◆ Excerpted passage:
— Begin —

Revival of Victoria Voices for all-comers a welcome return

New Zealand School of Music Te Koki

Music by Mozart, Fauré, Seiber, Hatfield, Krommer, Saint-Saëns

Victoria Voices, conducted by Robert Legg; chamber music ensembles

Hunter Council Chamber, Victoria University of Wellington

Wednesday, 27 May 2015, 7.30pm

The varied programme was presented to a modest-sized audience.

Victoria Voices  was promoted as a new ensemble, but in a sense it is a revival; the School of Music has had choirs before, but not for a number of years.  Of course, the students in it were probably not in its predecessors. There are approx. 50 singers in this all-comers choir of students and staff from various faculties of the university (previous incarnations were auditioned).

Conductor Robert Legg spoke to the audience, but it was a pity he didn’t tell us a little about the less familiar composer: Stephen Hatfield (19156-). Wikipedia tells me that he is a Canadian choral composer and conductor.  His website contains many plaudits.

Legg was very much in charge of the choir, and drew from its members a very pleasing tone, excellent Latin pronunciation in Mozart’s well-known and well-loved Ave Verum Corpus (K.618), together with a most musical performance.  He needs to be aware that too much physical movement from the conductor is distracting for audiences, particularly bending at the knees frequently.  The piano accompaniment from Chelsea Whitfield could have been a little softer.

Fauré’s Cantique de Jean Racine (Op.11) was written when the composer was only 19 years old.  It is a very lovely piece, and delightful to sing.  Here, particularly, the dynamics were well managed, with good attention to detail, but there is yet insufficient blend.

Mátyás Seiber’s  Three Hungarian Folk Songs, the first of which is repeated after the second song, were sung in English, which enabled the audience to understand the humorous words.  These songs, plus the following item, were sung unaccompanied.  There was good attack and articulation in the Seiber, in both words and notes.  The choir obviously has learned the music well, and sang in an appropriately spirited manner.  Here again, the tone was engaging, and now the blend was better.

The Hatfield piece, Living in a Holy City, began in unison – this is often dangerous territory, but the choir managed it well.  This quite complex music was written in multiple parts as the piece
moved on.

Although there were breaks in the programme, there was no interval; this was rather too long a concert to leave the audience sitting without an opportunity to stretch the legs!

Promoted as the launch concert of Victoria Voices, it nevertheless seemed to me that the chamber music content was rather larger than the choral.

The first chamber music item was actually two: Oboe Quartets by Franz Krommer (1759-1831).  I did not completely hear the spoken introduction, but heard that there were four movements; it appeared that there were four movements in total, so perhaps not all of each quartet was played.  The first began as quite straightforward music; the oboe playing was very fine and the violin good, but not always on the spot intonation-wise.  The lower parts seemed relatively easy to play. There was an attractive tone from all players.  A movement in a minor key was played very expressively, and playing passages with detached notes was done with considerable delicacy.

— End —

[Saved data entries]
— Begin —

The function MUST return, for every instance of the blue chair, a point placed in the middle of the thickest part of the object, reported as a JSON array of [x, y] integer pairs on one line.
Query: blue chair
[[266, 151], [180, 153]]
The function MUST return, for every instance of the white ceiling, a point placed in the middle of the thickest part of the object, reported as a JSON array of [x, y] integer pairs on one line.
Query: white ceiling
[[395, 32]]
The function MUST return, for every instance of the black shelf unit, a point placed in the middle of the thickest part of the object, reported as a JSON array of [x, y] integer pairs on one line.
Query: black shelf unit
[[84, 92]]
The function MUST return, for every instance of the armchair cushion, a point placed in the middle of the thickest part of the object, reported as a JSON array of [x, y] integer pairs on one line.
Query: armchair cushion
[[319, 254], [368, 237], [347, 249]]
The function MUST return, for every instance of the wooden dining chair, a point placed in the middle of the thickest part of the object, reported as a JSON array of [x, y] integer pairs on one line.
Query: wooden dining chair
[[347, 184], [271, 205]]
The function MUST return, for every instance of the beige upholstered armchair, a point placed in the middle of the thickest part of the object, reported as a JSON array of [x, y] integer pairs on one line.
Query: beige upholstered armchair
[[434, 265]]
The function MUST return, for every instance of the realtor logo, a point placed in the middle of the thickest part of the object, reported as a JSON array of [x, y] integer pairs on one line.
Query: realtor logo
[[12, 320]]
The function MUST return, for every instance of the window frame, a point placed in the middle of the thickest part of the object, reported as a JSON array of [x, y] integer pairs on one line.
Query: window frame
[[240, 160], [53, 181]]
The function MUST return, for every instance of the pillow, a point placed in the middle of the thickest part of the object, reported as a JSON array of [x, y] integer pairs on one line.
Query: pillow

— End —

◆ Required work:
**a.** Copy from the concert review everything from "Legg was very" down to "a little softer.".
**b.** Answer these questions from the concert review:
(i) About how many singers are in Victoria Voices?
(ii) How old was Fauré when he wrote Cantique de Jean Racine?
(iii) Who provided the piano accompaniment?
The records have no connection to the text.

◆ The responses:
**a.**
Legg was very much in charge of the choir, and drew from its members a very pleasing tone, excellent Latin pronunciation in Mozart’s well-known and well-loved Ave Verum Corpus (K.618), together with a most musical performance.  He needs to be aware that too much physical movement from the conductor is distracting for audiences, particularly bending at the knees frequently.  The piano accompaniment from Chelsea Whitfield could have been a little softer.

**b.**
(i) Approximately 50
(ii) 19 years old
(iii) Chelsea Whitfield